*Your objective*
Change "relief" to "frieze" in the data, starting at its first line and ending at the line containing "xmin=147 ymin=41 xmax=164 ymax=70", and write those lines out again with nothing else altered.

*Material for this task*

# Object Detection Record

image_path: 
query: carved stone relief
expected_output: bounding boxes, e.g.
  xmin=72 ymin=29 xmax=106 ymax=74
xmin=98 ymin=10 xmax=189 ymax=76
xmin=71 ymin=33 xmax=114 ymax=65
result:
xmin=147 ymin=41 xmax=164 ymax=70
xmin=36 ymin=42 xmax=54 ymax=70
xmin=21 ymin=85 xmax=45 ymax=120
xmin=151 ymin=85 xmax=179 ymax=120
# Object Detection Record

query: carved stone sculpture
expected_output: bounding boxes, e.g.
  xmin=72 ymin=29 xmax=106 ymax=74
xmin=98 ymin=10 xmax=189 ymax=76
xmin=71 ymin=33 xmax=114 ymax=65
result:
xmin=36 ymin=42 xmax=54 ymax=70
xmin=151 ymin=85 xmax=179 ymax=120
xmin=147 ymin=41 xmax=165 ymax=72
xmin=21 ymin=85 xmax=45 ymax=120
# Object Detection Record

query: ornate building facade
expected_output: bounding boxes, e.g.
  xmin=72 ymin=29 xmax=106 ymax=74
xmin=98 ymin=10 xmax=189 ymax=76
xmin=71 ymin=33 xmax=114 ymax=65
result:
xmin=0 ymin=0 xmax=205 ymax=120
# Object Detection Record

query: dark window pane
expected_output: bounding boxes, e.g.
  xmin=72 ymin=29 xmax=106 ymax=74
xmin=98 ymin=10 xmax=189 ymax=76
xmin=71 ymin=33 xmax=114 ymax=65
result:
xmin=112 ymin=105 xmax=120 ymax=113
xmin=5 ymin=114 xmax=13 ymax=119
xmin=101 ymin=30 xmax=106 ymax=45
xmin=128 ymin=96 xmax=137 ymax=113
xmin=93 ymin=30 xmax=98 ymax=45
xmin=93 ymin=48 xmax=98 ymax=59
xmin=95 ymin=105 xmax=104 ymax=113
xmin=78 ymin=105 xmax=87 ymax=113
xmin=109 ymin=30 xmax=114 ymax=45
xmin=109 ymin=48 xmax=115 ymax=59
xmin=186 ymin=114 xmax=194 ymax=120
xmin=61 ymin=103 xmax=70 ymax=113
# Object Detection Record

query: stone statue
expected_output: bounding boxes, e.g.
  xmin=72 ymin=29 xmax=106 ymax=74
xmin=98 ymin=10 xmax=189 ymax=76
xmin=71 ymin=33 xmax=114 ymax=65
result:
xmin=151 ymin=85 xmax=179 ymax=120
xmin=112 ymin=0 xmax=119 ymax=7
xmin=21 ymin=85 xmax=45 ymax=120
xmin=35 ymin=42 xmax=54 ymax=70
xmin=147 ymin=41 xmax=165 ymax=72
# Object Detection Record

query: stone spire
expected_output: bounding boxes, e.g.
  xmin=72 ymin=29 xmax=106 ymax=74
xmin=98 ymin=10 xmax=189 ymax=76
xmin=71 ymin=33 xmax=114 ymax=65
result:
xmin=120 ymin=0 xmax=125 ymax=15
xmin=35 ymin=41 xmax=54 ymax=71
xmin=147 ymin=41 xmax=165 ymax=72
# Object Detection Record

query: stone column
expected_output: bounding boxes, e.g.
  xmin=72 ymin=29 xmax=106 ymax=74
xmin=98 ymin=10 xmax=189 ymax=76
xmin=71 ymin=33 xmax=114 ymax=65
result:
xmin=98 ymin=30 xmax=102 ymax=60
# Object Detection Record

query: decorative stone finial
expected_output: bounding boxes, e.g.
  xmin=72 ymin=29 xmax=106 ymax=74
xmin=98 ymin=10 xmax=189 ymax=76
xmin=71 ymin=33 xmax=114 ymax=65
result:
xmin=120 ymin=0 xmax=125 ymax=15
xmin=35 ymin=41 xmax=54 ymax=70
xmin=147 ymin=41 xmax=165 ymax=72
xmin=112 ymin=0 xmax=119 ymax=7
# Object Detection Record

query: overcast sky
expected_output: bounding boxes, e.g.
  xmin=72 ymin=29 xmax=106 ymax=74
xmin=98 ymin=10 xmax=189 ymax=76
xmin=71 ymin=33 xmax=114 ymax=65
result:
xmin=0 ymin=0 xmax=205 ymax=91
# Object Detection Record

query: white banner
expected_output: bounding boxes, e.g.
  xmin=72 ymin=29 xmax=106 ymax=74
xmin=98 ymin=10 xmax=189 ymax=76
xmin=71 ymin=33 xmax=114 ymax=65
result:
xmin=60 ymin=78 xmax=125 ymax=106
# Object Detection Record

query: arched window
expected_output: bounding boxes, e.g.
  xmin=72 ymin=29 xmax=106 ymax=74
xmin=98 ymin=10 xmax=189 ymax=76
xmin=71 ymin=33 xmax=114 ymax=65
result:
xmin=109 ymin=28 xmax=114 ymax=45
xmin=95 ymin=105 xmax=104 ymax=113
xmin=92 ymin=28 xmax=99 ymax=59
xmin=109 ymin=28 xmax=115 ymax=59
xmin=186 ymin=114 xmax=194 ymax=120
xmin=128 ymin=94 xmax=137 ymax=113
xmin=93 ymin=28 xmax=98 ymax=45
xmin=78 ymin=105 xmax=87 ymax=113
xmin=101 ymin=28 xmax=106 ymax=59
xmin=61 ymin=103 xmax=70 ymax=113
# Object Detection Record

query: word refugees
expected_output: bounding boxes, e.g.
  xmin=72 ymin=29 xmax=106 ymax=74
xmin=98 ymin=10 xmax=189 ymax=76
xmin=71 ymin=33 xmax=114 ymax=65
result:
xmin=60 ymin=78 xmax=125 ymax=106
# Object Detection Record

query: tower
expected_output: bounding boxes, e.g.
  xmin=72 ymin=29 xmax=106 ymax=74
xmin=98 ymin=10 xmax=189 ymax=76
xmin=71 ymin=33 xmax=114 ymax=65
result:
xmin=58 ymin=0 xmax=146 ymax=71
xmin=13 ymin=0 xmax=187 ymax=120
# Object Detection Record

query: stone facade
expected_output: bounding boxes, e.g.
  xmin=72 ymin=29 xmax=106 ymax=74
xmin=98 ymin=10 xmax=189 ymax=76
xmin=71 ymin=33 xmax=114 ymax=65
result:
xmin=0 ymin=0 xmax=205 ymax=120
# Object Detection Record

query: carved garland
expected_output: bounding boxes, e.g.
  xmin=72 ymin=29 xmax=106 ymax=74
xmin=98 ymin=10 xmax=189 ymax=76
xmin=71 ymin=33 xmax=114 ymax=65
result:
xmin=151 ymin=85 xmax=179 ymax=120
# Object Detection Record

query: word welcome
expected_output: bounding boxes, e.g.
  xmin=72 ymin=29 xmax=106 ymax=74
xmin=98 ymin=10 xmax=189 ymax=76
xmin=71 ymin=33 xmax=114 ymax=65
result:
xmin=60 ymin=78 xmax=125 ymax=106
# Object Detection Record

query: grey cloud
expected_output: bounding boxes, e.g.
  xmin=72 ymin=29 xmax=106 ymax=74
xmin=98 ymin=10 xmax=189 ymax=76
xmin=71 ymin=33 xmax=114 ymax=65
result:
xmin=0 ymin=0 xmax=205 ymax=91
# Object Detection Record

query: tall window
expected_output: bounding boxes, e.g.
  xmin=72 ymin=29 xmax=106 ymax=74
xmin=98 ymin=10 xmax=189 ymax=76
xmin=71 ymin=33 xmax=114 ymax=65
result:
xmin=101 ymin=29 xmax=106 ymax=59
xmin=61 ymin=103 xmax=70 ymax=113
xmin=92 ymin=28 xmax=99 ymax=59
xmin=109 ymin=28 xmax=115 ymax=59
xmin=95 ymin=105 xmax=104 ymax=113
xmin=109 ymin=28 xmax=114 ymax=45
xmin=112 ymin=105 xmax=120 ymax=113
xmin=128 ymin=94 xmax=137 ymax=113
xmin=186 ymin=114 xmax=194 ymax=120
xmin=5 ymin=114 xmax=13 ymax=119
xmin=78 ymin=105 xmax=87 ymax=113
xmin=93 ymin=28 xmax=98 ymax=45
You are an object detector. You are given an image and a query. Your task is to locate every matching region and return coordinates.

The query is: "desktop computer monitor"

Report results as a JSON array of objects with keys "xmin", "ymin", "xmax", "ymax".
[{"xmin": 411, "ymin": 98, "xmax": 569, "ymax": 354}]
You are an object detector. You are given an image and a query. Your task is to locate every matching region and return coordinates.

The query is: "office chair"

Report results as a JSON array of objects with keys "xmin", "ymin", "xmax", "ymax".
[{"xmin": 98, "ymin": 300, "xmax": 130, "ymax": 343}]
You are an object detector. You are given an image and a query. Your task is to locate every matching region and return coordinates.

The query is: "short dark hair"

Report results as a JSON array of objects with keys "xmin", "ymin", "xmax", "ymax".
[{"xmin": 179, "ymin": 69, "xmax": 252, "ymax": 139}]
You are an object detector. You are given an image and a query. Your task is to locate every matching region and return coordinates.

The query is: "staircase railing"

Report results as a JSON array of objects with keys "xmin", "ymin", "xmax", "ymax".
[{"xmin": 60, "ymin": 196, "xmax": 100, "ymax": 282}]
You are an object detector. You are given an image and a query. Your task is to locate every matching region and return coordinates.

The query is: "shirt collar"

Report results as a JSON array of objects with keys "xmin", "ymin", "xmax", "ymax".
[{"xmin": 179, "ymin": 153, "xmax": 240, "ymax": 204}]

*Answer*
# Object Detection Record

image_path: 
query: carved stone frieze
expected_output: bounding boxes, e.g.
  xmin=72 ymin=29 xmax=106 ymax=74
xmin=98 ymin=10 xmax=189 ymax=76
xmin=71 ymin=33 xmax=114 ymax=65
result:
xmin=147 ymin=41 xmax=164 ymax=70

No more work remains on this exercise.